**Lesetext:**
═══

Dabei ist es nicht erforderlich, die zahlenmäßigen Grundlagen der gebotenen Relationsbetrachtung zur Verfolgungsdichte mit quasi naturwissenschaftlicher Genauigkeit festzustellen. Vielmehr reicht es aus, die ungefähre Größenordnung der Verfolgungsschläge zu ermitteln und sie in Beziehung zur Gesamtgruppe der von Verfolgung Betroffenen zu setzen. Bei unübersichtlicher Tatsachenlage und nur bruchstückhaften Informationen aus einem Krisengebiet darf auch aus einer Vielzahl von Einzelinformationen eine zusammenfassende Bewertung des ungefähren Umfangs der asylerheblichen Verfolgungsschläge und der Größe der verfolgten Gruppe vorgenommen werden (BVerwG, Urt. v. 21.04.2009, aaO).

b) Nach diesen Maßstäben droht dem Kläger bei einer Rückkehr in den Irak wegen seines sunnitischen Glaubens nicht mit beachtlicher Wahrscheinlichkeit eine Gruppenverfolgung durch schiitische Milizen oder andere nichtstaatliche Akteure. Die Annahme einer Gruppenverfolgung der sunnitischen Bevölkerungsgruppe bezogen auf den Gesamtirak scheidet von vornherein aus. Bedenkenswert ist allein die Frage, ob die Verfolgungshandlungen, denen der sunnitische Bevölkerungsteil in Teilen des Zentraliraks und hier insbesondere in Bagdad ausgesetzt ist, bezogen auf die Größe dieser Gruppe die für die Annahme einer Gruppenverfolgung erforderliche Verfolgungsdichte aufweisen. Auch für die Region Bagdad, in der der Kläger vor seiner Ausreise gelebt hat, kann dies jedoch entgegen der Ansicht des Verwaltungsgerichts nicht bejaht werden.

aa) Nach dem Lagebericht des Auswärtigen Amts vom 11.4.2010 ist davon auszugehen, dass die Sicherheitslage im Irak nach wie vor sehr angespannt ist. Zwar hat seit Frühsommer 2007 die Zahl der sicherheitsrelevanten Vorfälle um ca. 80 % abgenommen. Besonders gefährdet sind jedoch nach wie vor Polizisten, Soldaten, Intellektuelle und alle Mitglieder der Regierung bzw. Repräsentanten des früheren Regimes, die inzwischen mit der neuen Regierung zusammenarbeiten, Mitglieder politischer Parteien, Mitarbeiter von Medien und freie Journalisten sowie Ärzte und medizinisches Personal. Dabei überlagern sich mehrere ineinander greifende Konflikte: der Kampf der irakischen Regierung und der multinationalen Streitkräfte gegen Aufständische; Terroranschläge gegen die Zivilbevölkerung; konfessionell-ethnische Auseinandersetzungen sowohl zwischen den großen Bevölkerungsgruppen (arabische Sunniten, arabische Schiiten und Kurden) als auch mit den Minderheiten (vor allem Christen und Jeziden); Kämpfe zwischen Milizen um Macht und Ressourcen.

═══

**Zu bearbeitende Aufgaben:**
1. Nennen Sie alle Konflikte, die sich laut dem Text zur Gruppenverfolgung von Sunniten im Irak überlagern.
2. Geben Sie den Abschnitt des Textes zur Gruppenverfolgung von Sunniten im Irak von "Dabei ist es" bis einschließlich "v. 21.04.2009, aaO)." wieder und ersetzen Sie dabei "Gesamtgruppe" durch "Gesamtheit".
3. Knüpfen Sie an den letzten Satz des Textes zur Gruppenverfolgung von Sunniten im Irak an und führen Sie ihn weiter.
Die anschließenden Zeilen stammen aus einer anderen Quelle.

**Aufgelistete Zeilen:**
═══

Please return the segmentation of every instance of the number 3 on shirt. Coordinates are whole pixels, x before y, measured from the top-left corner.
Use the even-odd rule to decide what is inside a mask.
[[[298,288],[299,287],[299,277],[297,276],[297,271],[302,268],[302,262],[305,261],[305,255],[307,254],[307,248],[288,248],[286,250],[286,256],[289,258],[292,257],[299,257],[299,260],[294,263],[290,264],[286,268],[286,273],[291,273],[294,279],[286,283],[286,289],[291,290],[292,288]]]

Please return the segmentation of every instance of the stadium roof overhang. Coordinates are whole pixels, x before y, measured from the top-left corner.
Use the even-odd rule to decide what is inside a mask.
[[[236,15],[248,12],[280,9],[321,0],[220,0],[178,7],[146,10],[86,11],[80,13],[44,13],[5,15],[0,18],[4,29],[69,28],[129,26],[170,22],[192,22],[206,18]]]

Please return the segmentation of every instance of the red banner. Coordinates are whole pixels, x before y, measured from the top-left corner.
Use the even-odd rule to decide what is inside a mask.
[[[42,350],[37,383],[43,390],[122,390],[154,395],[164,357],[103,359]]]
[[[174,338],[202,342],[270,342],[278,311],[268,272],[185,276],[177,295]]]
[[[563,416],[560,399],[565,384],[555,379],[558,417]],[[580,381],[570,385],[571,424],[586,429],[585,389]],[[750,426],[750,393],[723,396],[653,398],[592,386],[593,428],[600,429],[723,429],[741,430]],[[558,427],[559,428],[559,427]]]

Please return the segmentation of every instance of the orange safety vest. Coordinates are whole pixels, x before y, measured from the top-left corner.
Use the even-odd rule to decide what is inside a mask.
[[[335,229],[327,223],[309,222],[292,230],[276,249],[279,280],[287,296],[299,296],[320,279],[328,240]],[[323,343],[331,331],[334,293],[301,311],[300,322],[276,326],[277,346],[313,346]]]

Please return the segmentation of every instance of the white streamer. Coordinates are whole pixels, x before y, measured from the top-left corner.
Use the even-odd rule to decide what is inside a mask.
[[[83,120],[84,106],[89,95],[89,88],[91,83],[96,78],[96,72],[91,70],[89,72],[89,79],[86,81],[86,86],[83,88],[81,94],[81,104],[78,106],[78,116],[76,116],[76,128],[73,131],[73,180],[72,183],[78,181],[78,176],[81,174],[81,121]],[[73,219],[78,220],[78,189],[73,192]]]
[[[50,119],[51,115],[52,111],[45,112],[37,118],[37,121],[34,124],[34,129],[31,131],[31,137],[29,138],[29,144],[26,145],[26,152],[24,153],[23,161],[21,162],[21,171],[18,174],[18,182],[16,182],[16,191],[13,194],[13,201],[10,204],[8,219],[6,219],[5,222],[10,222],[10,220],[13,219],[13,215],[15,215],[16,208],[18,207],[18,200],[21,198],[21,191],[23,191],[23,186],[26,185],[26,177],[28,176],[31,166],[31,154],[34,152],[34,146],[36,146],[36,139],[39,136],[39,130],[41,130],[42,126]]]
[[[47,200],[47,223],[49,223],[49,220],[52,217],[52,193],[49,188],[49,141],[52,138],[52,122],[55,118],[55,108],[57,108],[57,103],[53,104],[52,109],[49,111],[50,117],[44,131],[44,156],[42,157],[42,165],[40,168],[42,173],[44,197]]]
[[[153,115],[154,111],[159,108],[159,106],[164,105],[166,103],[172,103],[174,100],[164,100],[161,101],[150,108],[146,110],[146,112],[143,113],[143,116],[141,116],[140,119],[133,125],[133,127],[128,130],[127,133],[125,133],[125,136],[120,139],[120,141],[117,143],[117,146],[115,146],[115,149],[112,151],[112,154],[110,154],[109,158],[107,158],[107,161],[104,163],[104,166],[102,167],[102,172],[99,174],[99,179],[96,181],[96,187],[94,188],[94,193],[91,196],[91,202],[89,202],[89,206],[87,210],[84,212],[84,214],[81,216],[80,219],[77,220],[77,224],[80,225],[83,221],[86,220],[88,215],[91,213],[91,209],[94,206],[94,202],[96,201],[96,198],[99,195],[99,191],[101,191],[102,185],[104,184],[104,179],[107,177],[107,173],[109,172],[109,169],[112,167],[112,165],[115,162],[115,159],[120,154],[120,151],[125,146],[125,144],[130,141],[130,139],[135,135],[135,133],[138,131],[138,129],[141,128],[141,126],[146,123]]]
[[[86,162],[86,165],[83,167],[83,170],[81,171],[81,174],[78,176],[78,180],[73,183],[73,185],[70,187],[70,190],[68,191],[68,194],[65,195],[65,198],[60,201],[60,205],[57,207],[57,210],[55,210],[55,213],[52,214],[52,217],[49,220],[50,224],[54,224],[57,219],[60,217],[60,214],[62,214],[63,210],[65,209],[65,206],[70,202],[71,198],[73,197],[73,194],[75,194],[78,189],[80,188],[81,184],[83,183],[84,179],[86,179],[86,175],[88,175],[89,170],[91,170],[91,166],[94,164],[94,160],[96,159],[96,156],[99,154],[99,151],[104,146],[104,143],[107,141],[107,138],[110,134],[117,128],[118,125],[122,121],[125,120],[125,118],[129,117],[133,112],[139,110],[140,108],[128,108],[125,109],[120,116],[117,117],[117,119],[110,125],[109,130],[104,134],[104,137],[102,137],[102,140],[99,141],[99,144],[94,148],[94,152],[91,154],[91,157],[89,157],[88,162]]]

═══

**Ergebnisse je Aufgabe:**
1.
- der Kampf der irakischen Regierung und der multinationalen Streitkräfte gegen Aufständische
- Terroranschläge gegen die Zivilbevölkerung
- konfessionell-ethnische Auseinandersetzungen sowohl zwischen den großen Bevölkerungsgruppen (arabische Sunniten, arabische Schiiten und Kurden) als auch mit den Minderheiten (vor allem Christen und Jeziden)
- Kämpfe zwischen Milizen um Macht und Ressourcen

2.
Dabei ist es nicht erforderlich, die zahlenmäßigen Grundlagen der gebotenen Relationsbetrachtung zur Verfolgungsdichte mit quasi naturwissenschaftlicher Genauigkeit festzustellen. Vielmehr reicht es aus, die ungefähre Größenordnung der Verfolgungsschläge zu ermitteln und sie in Beziehung zur Gesamtheit der von Verfolgung Betroffenen zu setzen. Bei unübersichtlicher Tatsachenlage und nur bruchstückhaften Informationen aus einem Krisengebiet darf auch aus einer Vielzahl von Einzelinformationen eine zusammenfassende Bewertung des ungefähren Umfangs der asylerheblichen Verfolgungsschläge und der Größe der verfolgten Gruppe vorgenommen werden (BVerwG, Urt. v. 21.04.2009, aaO).

3.
Auch nach der Ausarbeitung des Informationszentrums Asyl und Migration des Bundesamts Irak, Zur Gefährdung der Zivilbevölkerung durch bewaffnete Konflikte vom Januar 2010 besteht für die irakische Bevölkerung weiterhin die Gefahr, das Opfer von Anschlägen zu werden, deren Urheber meist nicht eindeutig identifizierbar sind. Insbesondere in den Provinzen Bagdad, Diyala und Ninive komme es weiterhin zu zahlreichen Vorfällen mit Todesopfern. Die Gefahr, durch militärische Aktionen im klassischen Sinne zu Schaden zu kommen, sei jedoch zurückgegangen. Auch nach den Erkenntnissen der Schweizerischen Flüchtlingshilfe vom 5.11.2009 hat sich die Sicherheitslage im Zentral- und Südirak seit 2007 allgemein verbessert. Dennoch komme es weiterhin zu Anschlägen auf Militär, Polizei und Zivilisten. Die militanten Gruppierungen seien zwar geschwächt, jedoch noch immer in der Lage, Anschläge mit hohen Opferzahlen zu verüben. Bombenanschläge, Selbstmordanschläge und Sprengfallen gegen die Zivilbevölkerung führten zu Hunderten von Toten. Gezielten Anschlägen fielen vor allem Sicherheitspersonal, Beamte, religiöse und politische Führer, spezielle Berufsgruppen wie Journalisten, Lehrer, medizinisches Personal, Richter und Anwälte, aber auch Angehörige von Minderheiten zum Opfer. Ein Großteil der Gewalt sei in Provinzen mit gemischt ethnischer/religiöser Bevölkerung zu verzeichnen gewesen, insbesondere in den Gebieten in und um Bagdad sowie in den nördlichen Provinzen Ninive, Tamim und Diyala, wobei hier häufig Minderheiten betroffen gewesen seien.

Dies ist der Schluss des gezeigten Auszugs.